What is being asked:
Return the lines of the records below unchanged, beginning with the very first line and continuing through the line containing "box: [0, 332, 960, 640]".

Segmentation mask data:

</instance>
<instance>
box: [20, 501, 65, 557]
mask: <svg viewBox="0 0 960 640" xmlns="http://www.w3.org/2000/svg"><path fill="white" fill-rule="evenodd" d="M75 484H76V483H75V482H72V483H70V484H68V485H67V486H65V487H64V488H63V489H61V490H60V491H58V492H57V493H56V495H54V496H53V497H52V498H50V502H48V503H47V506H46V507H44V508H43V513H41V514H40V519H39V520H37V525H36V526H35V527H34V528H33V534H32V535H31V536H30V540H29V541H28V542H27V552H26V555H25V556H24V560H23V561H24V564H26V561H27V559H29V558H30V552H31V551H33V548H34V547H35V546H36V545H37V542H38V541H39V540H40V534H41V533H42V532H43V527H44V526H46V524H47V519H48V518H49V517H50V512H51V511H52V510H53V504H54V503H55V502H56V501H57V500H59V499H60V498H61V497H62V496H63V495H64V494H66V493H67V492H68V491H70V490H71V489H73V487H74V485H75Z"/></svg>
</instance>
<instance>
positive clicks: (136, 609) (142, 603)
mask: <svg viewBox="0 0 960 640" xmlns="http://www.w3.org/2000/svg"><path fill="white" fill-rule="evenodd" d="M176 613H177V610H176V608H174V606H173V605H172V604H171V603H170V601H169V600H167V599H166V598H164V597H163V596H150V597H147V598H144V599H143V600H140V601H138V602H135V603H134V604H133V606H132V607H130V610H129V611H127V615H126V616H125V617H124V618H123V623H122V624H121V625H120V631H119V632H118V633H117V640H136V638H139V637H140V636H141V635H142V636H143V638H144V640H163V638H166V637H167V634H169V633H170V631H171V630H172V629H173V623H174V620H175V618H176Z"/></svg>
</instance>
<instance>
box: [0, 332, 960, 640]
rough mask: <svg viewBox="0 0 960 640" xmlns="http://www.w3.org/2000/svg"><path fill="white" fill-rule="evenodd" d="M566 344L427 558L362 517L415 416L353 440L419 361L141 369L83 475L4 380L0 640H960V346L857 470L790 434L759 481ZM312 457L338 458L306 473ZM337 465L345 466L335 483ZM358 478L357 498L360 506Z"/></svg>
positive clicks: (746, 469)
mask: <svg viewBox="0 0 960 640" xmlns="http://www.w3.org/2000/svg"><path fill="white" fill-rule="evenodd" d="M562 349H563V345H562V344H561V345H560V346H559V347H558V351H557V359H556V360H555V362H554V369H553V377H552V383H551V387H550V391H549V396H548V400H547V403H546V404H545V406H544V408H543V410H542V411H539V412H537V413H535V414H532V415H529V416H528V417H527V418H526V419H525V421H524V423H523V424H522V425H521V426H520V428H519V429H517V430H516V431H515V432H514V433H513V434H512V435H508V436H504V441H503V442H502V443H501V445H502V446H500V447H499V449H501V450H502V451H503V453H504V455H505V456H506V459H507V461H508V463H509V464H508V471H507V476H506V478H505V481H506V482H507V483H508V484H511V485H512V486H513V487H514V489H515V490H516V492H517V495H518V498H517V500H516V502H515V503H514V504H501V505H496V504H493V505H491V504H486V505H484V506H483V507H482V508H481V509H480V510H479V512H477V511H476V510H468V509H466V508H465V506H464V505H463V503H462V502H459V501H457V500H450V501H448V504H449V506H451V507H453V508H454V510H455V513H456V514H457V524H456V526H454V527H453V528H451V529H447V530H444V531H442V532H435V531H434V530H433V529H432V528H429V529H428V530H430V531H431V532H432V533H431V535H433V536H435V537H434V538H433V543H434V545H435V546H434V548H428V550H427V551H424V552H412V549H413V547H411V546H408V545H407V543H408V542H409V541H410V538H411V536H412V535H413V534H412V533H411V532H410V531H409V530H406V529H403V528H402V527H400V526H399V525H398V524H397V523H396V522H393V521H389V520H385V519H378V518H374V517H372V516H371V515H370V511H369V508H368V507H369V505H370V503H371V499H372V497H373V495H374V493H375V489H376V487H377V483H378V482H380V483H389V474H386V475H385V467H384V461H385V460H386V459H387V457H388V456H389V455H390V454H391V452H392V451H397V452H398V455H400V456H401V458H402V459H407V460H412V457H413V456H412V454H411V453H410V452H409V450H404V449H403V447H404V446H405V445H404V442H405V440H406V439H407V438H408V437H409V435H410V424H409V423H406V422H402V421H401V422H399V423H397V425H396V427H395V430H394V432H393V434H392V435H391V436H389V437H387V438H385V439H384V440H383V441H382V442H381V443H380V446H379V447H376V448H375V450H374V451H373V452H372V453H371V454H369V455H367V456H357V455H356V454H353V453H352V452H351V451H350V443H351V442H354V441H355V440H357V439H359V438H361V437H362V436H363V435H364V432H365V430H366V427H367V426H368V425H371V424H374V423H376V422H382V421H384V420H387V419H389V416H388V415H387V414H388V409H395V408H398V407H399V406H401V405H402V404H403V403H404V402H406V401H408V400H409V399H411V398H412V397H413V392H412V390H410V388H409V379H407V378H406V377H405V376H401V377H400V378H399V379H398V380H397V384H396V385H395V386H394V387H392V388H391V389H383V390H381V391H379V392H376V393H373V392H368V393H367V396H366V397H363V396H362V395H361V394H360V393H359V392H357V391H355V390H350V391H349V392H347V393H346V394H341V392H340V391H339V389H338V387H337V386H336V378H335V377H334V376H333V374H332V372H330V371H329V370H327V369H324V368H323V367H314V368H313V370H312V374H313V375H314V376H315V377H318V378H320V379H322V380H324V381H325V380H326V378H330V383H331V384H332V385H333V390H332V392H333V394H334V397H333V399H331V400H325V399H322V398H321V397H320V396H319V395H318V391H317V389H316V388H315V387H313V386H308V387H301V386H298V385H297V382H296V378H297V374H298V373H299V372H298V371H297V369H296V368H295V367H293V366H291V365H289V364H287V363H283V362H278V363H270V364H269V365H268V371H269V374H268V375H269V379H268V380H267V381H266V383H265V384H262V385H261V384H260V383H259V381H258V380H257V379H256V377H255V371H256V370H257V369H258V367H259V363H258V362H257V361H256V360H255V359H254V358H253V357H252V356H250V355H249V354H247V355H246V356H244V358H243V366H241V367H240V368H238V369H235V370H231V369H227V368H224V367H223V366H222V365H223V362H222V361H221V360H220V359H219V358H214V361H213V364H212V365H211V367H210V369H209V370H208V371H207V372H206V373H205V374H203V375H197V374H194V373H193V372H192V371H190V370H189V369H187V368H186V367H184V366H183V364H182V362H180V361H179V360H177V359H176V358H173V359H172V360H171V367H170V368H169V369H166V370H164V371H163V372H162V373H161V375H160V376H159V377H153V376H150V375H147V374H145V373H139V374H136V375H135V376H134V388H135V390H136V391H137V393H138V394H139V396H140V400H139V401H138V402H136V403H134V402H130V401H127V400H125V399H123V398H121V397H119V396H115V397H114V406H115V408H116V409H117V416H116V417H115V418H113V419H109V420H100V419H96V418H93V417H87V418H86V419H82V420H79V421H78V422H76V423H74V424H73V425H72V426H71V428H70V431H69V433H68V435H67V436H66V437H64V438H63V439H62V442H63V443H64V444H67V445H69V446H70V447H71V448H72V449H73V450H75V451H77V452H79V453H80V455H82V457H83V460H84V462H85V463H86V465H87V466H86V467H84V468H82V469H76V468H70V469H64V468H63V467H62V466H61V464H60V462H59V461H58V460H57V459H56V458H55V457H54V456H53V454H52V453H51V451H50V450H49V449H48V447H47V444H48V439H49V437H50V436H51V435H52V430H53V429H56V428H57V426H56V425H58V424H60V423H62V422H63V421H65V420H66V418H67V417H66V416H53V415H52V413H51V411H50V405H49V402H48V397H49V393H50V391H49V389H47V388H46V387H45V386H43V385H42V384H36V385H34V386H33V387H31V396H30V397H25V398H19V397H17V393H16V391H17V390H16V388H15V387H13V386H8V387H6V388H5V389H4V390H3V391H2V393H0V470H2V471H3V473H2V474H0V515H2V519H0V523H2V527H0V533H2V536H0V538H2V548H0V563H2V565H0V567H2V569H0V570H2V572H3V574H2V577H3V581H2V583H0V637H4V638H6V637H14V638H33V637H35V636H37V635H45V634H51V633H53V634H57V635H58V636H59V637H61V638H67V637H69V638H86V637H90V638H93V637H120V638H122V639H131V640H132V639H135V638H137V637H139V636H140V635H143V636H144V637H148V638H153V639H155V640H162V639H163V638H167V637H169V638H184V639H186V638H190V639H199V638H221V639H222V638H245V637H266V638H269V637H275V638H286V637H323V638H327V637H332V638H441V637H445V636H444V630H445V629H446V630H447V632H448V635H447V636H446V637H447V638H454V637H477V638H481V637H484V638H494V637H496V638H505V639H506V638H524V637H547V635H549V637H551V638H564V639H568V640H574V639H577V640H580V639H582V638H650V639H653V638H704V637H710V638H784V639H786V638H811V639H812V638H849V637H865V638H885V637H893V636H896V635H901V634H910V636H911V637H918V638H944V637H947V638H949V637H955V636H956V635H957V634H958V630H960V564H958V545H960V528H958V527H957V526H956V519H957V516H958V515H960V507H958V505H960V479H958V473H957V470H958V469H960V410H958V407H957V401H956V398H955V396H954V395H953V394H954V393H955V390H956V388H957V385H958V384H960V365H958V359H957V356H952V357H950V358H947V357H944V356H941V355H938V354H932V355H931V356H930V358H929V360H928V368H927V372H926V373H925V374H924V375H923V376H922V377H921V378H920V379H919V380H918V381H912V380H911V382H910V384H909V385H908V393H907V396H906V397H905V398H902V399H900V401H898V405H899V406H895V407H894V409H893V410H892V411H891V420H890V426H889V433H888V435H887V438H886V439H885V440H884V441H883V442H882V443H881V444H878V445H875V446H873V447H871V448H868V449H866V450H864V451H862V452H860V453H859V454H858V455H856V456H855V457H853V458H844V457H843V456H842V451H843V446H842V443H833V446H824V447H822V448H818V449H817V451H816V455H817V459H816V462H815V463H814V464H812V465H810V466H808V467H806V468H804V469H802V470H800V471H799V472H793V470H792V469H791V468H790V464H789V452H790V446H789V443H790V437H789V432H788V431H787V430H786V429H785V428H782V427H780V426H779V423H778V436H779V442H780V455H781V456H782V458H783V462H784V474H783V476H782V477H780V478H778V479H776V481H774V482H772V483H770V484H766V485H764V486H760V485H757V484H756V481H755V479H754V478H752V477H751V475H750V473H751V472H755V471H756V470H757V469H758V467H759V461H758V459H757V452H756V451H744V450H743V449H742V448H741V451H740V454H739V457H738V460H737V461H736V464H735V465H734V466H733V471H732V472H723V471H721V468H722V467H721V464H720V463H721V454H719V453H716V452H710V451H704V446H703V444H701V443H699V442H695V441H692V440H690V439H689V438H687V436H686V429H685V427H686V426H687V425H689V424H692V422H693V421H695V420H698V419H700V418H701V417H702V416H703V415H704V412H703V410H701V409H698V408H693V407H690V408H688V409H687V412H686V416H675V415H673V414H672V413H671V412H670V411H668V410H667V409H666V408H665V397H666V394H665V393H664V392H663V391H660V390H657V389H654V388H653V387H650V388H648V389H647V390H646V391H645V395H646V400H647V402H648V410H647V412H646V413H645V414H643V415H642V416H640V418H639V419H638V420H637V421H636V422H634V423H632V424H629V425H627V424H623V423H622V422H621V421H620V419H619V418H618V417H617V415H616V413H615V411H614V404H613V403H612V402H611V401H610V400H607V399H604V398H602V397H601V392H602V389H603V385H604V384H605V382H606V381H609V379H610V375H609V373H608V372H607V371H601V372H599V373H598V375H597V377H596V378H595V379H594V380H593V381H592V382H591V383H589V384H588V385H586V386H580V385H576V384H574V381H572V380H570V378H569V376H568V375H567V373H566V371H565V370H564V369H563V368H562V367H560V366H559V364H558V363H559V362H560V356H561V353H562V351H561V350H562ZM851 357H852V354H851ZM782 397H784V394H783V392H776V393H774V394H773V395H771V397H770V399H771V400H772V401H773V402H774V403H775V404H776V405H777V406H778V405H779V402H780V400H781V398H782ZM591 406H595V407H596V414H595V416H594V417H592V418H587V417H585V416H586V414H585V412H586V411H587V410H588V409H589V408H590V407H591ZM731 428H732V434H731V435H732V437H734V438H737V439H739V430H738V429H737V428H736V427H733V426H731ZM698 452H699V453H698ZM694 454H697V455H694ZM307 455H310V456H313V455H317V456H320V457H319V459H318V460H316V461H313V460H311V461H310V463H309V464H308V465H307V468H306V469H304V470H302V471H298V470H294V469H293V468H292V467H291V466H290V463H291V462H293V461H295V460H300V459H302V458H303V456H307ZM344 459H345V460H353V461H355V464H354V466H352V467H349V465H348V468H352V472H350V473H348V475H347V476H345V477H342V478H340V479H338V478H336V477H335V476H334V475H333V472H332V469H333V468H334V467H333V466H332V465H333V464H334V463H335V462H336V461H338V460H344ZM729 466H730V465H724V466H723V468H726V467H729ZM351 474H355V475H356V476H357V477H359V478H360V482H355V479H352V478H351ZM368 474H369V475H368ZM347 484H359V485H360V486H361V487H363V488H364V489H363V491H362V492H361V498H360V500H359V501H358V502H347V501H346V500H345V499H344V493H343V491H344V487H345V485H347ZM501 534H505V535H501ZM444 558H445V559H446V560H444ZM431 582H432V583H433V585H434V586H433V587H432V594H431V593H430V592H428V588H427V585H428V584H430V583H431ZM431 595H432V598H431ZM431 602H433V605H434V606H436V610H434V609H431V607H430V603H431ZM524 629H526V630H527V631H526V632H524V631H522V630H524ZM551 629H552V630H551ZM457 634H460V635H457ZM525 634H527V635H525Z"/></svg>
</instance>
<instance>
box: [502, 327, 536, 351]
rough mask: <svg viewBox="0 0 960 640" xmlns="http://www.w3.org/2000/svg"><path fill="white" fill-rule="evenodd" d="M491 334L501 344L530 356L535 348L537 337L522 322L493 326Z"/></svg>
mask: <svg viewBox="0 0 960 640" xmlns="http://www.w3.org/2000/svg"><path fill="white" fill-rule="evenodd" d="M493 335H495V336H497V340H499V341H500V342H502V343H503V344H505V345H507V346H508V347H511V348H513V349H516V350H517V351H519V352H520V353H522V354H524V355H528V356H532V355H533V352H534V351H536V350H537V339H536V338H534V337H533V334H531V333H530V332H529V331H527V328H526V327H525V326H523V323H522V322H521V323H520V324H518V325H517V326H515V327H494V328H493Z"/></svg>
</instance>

Final answer:
</instance>
<instance>
box: [20, 501, 65, 557]
mask: <svg viewBox="0 0 960 640" xmlns="http://www.w3.org/2000/svg"><path fill="white" fill-rule="evenodd" d="M75 484H76V483H75V482H72V483H70V484H68V485H67V486H65V487H64V488H63V489H61V490H60V491H58V492H57V493H56V495H54V496H53V497H52V498H50V502H48V503H47V506H46V507H44V508H43V513H41V514H40V519H39V520H37V525H36V526H35V527H34V528H33V534H32V535H31V536H30V540H29V541H28V542H27V552H26V555H25V556H24V560H23V561H24V564H26V561H27V559H29V558H30V552H31V551H33V548H34V547H35V546H36V545H37V542H38V541H39V540H40V534H41V533H42V532H43V527H44V526H46V524H47V519H48V518H49V517H50V512H51V511H52V510H53V504H54V503H55V502H56V501H57V500H59V499H60V498H61V497H62V496H63V495H64V494H66V493H67V492H68V491H70V490H71V489H73V487H74V485H75Z"/></svg>
</instance>
<instance>
positive clicks: (136, 609) (142, 603)
mask: <svg viewBox="0 0 960 640" xmlns="http://www.w3.org/2000/svg"><path fill="white" fill-rule="evenodd" d="M176 613H177V610H176V608H174V606H173V605H172V604H171V603H170V601H169V600H167V599H166V598H164V597H163V596H150V597H147V598H144V599H143V600H140V601H138V602H135V603H134V604H133V606H132V607H130V610H129V611H127V615H126V616H125V617H124V618H123V623H122V624H121V625H120V631H119V632H118V633H117V640H136V638H139V637H140V636H141V635H142V636H143V638H144V640H163V638H166V637H167V634H169V633H170V631H171V630H172V629H173V623H174V620H175V618H176Z"/></svg>
</instance>
<instance>
box: [0, 332, 960, 640]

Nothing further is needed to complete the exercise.